● **EXERCISE AIM**: Please repeat, unchanged, the lines at the top of the listing below, ending with the one that has "Where can you spot the rectangular".

● **RECORDS TO PROCESS**:
· · · · ·

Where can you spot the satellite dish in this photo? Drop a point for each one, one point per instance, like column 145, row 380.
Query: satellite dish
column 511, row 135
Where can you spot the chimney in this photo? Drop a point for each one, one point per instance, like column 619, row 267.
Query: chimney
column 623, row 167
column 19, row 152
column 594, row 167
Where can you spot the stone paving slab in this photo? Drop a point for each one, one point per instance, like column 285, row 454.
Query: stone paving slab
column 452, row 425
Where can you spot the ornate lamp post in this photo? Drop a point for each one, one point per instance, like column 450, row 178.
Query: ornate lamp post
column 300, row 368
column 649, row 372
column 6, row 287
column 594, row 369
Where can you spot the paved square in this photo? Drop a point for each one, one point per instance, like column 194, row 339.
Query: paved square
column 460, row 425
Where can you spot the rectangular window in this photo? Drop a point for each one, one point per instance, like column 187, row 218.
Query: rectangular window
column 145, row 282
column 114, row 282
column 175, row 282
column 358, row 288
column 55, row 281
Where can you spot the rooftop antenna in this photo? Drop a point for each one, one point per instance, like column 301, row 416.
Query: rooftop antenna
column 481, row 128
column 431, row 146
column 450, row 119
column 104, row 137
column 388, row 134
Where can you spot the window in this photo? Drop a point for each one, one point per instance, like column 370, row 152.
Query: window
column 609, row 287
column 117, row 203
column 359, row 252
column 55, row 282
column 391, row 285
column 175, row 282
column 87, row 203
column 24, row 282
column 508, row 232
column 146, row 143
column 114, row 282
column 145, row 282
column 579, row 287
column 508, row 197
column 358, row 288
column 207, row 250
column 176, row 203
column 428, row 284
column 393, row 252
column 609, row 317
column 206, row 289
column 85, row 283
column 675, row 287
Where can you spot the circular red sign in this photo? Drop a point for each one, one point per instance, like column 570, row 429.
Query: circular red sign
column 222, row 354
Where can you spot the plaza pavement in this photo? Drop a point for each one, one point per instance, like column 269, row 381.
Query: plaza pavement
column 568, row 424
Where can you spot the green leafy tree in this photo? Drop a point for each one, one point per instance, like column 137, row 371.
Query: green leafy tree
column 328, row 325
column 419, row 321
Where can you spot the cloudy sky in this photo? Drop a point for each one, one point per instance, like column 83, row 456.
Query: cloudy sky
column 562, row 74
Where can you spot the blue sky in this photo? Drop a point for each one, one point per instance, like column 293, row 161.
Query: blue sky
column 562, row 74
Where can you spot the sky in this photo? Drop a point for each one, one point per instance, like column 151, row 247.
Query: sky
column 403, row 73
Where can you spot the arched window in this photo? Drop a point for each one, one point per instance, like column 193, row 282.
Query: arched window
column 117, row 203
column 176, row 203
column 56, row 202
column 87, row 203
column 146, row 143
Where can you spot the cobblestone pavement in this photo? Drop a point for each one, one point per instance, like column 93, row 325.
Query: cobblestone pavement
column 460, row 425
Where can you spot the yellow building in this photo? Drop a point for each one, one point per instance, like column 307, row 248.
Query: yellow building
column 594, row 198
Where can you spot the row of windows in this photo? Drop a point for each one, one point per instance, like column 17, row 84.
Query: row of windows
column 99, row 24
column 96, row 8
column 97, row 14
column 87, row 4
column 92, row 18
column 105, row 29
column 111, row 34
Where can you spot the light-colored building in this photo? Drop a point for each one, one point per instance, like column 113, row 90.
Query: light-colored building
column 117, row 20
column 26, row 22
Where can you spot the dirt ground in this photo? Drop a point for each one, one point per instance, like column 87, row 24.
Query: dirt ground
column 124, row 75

· · · · ·

● **TASK RESPONSE**:
Where can you spot the satellite dish in this photo? Drop a point for each one, one point per instance, like column 145, row 380.
Query: satellite dish
column 511, row 135
Where can you spot the chimney in this photo? Drop a point for each one, one point per instance, like column 619, row 267.
Query: chimney
column 623, row 167
column 19, row 152
column 594, row 167
Where can you spot the stone paving slab in this photo? Drop a point for each one, one point per instance, like column 285, row 454.
Query: stone paving slab
column 452, row 425
Where can you spot the ornate lamp post in this photo? Drop a point for each one, one point per instance, like column 450, row 178.
Query: ornate lamp post
column 300, row 368
column 649, row 372
column 6, row 287
column 594, row 369
Where can you spot the paved square in this photo? Drop a point for each one, one point per instance, like column 194, row 339.
Query: paved square
column 460, row 425
Where can you spot the rectangular window in this photo? Drop a point for each one, one point per instance, like column 187, row 218.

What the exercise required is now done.